* _Esercizio assegnato 1_
Aggiorna i record dalla riga che contiene "Each instance of the woman's" fino alla fine dei record, entrambi compresi, e riscrivi solo quelle righe. Metti "occurrence" al posto di "instance" senza cambiare nient'altro.

File Under:
honky
tonk heroes di
Davide Albini (26/08/2013)
Che razza di nome, Sturgill. Trasmette già qualcosa di country solo a pronunciarlo:
uno così doveva per forza uscirsene con un disco come High Top Mountain,
che effettivamente è una vera festa per i palati più duri ed esigenti in fatto
di retro sound confezionato a Nashville. Sfrontata dozzina di brani - una volta
tanto la definizione di "instant classics" data dalla stampa americana non è troppo
generosa - che oserei dire fanno dell'honky tonk una filosofia di vita, nel solco
di Waylon Jennings, George Jones e di tutti i "fuorilegge" del genere.
Ci sono un sacco di clichè in High Top Mountain, ma sapete che vi dico: non è
questo il problema, quando la country music è suonata con tale rispetto e freschezza,
le questioni di originalità vanno a farsi benedire. E poi da quando in qua un
album country - parliamo di quello serio, "tre accordi e la verità" come si affermava
un tempo - deve rompere barriere e guardare al futuro?

* _Materiale dell'esercizio_
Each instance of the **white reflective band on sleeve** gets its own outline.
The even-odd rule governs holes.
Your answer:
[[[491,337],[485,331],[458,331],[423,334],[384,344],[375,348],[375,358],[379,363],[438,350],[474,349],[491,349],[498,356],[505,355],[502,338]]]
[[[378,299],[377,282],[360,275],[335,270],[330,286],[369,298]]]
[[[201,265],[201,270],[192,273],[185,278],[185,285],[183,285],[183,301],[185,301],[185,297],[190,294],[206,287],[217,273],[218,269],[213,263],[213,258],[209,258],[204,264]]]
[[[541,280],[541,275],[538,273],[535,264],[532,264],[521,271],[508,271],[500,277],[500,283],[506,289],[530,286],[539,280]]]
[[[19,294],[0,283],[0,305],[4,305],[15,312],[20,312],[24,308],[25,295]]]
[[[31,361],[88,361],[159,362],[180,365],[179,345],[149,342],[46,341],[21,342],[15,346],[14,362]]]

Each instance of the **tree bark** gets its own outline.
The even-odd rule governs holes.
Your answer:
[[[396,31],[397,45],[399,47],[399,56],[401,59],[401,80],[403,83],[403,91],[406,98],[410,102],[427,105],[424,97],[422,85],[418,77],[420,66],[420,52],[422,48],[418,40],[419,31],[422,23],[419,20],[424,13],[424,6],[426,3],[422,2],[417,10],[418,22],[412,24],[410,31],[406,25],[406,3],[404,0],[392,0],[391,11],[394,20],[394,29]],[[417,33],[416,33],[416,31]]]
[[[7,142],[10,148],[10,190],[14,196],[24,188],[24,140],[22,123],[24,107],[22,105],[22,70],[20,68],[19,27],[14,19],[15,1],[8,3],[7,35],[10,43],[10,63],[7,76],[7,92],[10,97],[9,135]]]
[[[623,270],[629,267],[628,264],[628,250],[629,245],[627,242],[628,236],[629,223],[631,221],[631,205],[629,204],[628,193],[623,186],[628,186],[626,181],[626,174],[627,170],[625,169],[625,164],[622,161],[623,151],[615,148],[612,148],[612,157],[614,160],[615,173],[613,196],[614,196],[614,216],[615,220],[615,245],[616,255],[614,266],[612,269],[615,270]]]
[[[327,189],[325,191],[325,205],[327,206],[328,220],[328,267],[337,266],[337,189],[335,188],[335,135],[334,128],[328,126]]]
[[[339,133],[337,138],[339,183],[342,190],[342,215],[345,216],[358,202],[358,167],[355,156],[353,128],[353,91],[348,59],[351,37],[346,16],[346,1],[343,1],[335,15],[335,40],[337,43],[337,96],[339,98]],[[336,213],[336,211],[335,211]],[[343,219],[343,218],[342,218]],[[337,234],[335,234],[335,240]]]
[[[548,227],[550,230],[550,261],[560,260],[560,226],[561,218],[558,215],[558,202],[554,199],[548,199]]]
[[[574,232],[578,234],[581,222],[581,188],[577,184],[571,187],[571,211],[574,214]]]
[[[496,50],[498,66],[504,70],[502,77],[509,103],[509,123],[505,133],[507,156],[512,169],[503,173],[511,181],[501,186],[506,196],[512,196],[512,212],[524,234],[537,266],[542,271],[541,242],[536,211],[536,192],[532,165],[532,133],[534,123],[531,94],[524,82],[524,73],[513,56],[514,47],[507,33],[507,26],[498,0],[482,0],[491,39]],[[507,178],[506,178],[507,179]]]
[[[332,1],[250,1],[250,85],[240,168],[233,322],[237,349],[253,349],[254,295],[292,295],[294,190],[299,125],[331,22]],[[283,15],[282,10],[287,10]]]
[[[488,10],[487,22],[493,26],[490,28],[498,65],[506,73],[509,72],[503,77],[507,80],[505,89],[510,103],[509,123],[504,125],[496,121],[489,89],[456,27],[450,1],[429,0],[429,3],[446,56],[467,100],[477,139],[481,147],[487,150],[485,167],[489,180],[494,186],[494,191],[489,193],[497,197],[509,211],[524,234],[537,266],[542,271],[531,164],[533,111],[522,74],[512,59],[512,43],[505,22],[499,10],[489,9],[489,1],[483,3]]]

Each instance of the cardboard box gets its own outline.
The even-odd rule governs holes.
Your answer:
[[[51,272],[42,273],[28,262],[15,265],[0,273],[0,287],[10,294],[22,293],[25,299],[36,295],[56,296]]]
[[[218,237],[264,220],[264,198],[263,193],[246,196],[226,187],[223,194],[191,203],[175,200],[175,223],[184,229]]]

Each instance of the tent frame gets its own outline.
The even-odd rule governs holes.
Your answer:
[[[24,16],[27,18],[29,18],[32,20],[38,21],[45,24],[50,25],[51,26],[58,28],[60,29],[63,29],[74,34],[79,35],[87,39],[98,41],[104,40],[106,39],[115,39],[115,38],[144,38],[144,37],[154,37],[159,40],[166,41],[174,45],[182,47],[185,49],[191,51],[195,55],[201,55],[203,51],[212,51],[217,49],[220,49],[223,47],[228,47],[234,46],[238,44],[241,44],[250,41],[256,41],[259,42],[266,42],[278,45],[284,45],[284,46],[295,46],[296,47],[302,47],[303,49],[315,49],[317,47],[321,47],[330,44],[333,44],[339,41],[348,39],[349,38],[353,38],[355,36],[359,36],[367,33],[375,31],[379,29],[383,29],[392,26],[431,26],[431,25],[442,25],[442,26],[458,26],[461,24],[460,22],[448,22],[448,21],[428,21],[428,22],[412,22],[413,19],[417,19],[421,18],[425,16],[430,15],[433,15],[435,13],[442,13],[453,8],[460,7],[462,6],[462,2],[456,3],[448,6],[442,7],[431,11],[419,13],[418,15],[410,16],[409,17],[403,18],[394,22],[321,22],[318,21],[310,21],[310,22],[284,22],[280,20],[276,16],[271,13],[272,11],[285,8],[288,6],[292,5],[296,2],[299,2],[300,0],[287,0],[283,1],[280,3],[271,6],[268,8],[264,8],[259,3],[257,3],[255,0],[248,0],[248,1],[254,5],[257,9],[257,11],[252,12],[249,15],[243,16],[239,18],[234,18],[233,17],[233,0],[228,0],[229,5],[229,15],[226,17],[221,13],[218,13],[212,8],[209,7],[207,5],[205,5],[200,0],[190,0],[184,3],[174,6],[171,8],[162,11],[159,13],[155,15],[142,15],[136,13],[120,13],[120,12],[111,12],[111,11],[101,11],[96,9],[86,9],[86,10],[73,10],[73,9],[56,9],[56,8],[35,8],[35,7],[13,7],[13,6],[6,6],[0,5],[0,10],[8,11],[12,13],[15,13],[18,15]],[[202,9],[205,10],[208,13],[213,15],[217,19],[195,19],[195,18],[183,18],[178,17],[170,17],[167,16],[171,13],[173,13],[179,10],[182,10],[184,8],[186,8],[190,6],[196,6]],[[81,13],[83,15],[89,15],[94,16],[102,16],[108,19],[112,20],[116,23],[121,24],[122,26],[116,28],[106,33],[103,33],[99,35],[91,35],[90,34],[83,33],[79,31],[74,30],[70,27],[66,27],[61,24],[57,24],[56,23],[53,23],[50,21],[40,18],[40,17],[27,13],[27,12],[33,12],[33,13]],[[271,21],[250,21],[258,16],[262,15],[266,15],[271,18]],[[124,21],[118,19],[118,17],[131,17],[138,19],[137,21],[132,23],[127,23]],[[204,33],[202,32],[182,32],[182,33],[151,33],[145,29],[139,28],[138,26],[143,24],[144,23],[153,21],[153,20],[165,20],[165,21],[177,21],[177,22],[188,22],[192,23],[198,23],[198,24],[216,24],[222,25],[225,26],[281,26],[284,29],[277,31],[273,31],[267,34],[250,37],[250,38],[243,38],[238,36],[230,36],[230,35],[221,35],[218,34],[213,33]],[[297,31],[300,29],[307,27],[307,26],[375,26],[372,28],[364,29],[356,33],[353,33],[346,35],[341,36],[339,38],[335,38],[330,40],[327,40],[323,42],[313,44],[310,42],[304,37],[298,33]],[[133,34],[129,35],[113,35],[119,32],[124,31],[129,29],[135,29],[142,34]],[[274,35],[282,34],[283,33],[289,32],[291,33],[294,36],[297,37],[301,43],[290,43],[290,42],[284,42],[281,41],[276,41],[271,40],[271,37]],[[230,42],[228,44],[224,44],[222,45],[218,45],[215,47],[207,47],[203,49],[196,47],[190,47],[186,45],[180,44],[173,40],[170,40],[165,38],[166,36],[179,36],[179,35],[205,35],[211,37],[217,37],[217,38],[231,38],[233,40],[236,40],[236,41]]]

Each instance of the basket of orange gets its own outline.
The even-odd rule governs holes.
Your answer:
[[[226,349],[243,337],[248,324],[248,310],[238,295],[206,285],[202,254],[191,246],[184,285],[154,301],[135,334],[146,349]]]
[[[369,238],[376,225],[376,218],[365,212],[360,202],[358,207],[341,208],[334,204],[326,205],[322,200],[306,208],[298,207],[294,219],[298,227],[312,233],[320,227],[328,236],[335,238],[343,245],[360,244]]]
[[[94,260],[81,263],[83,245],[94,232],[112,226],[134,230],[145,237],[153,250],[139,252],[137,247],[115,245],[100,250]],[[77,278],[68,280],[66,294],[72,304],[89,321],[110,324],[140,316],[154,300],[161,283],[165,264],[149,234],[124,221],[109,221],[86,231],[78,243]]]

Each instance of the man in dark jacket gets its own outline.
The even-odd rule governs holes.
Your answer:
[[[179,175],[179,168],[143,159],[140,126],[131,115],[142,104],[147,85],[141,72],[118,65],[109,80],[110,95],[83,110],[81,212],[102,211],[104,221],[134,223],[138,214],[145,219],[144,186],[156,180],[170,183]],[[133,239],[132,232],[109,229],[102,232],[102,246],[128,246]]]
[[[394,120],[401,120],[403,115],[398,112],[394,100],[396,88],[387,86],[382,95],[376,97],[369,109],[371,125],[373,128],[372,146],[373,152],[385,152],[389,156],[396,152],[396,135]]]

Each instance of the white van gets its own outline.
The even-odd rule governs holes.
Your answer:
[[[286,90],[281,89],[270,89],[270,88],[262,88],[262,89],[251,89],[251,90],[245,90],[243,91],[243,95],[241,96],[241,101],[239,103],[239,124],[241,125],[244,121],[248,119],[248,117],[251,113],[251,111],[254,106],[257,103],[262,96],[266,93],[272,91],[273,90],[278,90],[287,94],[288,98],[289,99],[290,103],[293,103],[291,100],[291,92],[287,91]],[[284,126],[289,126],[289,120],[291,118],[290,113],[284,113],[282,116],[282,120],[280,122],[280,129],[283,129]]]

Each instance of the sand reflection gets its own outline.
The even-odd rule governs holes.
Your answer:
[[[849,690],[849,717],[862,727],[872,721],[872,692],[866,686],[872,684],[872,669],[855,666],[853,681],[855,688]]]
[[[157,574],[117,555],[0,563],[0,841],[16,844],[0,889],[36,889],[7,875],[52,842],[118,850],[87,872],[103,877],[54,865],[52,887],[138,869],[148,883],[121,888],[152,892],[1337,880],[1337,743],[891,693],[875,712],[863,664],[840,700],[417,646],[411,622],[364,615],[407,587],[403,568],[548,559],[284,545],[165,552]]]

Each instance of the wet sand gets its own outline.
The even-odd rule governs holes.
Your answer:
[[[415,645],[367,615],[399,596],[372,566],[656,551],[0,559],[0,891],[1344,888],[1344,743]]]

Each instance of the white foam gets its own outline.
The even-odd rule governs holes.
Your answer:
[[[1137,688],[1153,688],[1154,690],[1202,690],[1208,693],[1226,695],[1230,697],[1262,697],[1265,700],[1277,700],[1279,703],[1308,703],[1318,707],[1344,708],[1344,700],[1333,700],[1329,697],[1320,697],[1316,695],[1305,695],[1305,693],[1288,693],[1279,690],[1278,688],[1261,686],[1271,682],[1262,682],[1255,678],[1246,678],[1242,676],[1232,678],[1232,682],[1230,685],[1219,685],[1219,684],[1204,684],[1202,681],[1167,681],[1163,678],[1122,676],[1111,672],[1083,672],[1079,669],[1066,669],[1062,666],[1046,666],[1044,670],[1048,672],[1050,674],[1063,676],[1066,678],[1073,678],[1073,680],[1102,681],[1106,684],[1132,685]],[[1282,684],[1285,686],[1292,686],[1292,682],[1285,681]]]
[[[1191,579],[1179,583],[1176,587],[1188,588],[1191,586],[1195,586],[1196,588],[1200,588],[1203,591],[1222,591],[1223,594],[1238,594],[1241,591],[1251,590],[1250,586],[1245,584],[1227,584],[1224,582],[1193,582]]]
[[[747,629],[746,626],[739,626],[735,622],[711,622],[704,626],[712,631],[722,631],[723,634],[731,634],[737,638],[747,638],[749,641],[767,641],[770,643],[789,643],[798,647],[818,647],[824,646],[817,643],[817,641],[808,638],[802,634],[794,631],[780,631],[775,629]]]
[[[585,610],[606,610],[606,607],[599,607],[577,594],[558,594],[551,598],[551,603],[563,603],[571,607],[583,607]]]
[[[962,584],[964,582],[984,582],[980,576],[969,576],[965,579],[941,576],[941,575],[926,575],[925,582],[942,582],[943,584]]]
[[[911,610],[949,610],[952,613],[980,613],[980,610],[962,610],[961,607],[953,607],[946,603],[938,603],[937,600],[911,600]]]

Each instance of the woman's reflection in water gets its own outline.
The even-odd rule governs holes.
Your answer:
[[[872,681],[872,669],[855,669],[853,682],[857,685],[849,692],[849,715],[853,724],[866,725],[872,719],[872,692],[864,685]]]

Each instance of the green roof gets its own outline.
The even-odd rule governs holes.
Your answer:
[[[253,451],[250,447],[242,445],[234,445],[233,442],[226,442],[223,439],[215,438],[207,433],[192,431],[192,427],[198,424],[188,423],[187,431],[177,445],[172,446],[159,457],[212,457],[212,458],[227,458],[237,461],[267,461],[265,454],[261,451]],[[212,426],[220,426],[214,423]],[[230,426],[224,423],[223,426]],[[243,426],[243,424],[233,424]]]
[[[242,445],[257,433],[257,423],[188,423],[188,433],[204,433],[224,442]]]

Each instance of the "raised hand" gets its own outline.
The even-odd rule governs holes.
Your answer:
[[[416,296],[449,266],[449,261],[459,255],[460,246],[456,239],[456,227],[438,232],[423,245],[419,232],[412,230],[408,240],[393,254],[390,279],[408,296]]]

* _Esercizio assegnato 2_
Prosegui il testo sul disco High Top Mountain partendo da dove si ferma.

* _Risposta 1_
Each occurrence of the woman's reflection in water gets its own outline.
The even-odd rule governs holes.
Your answer:
[[[872,681],[872,669],[855,669],[853,682],[857,685],[849,692],[849,715],[853,724],[866,725],[872,719],[872,692],[864,685]]]

Each occurrence of the green roof gets its own outline.
The even-odd rule governs holes.
Your answer:
[[[253,451],[250,447],[242,445],[234,445],[233,442],[226,442],[223,439],[215,438],[207,433],[192,431],[192,427],[198,424],[188,423],[187,431],[177,445],[172,446],[159,457],[212,457],[212,458],[227,458],[237,461],[267,461],[265,454],[261,451]],[[212,426],[220,426],[214,423]],[[230,426],[224,423],[223,426]],[[243,426],[243,424],[233,424]]]
[[[242,445],[257,433],[257,423],[188,423],[188,433],[204,433],[224,442]]]

Each occurrence of the "raised hand" gets its own outline.
The even-odd rule governs holes.
Your answer:
[[[416,296],[449,266],[449,261],[459,255],[460,246],[456,239],[456,227],[438,232],[423,245],[419,232],[412,230],[408,240],[393,254],[390,279],[408,296]]]

* _Risposta 2_
Non scherziamo,
Sturgill Simpson sa quale deve essere il mestiere di un honky tonk man
e per il suo esordio solista (in passato leader dei Sunday Valley) si è scelto
gente dal curriculum inattaccabile: al piano c'è niente meno che la leggenda Hargus
"Pig" Robbins (lo trovate in tutte le hit dell'epoca d'oro di Nashville, dal citato
Jones a Loretta Lynn, da Patsy Cline a Willie Nelson), mentre la band di scavezzacolli
che scalda l'atmosfera del saloon arriva dal giro southern e alternative country
(Leroy Powell e Robby Turner alla steel) e infine il produttore è Dave Cobb, uno
che ha lavorato con Shooter Jennings e Jamey Johnson. Ecco due cugini ideali (e
contemporanei) di Sturgill Simpson che aiutano a descrivere gli orizzonti sonori
di High Top Mountain, raccolta che parte con il ruzzolare classico di Life
Ain't Fair and the World Is Mean e spara subito la cartuccia di Railroad
of Sin, hillbilly rock a tutto ritmo che ricorda il primo Marty Stuart.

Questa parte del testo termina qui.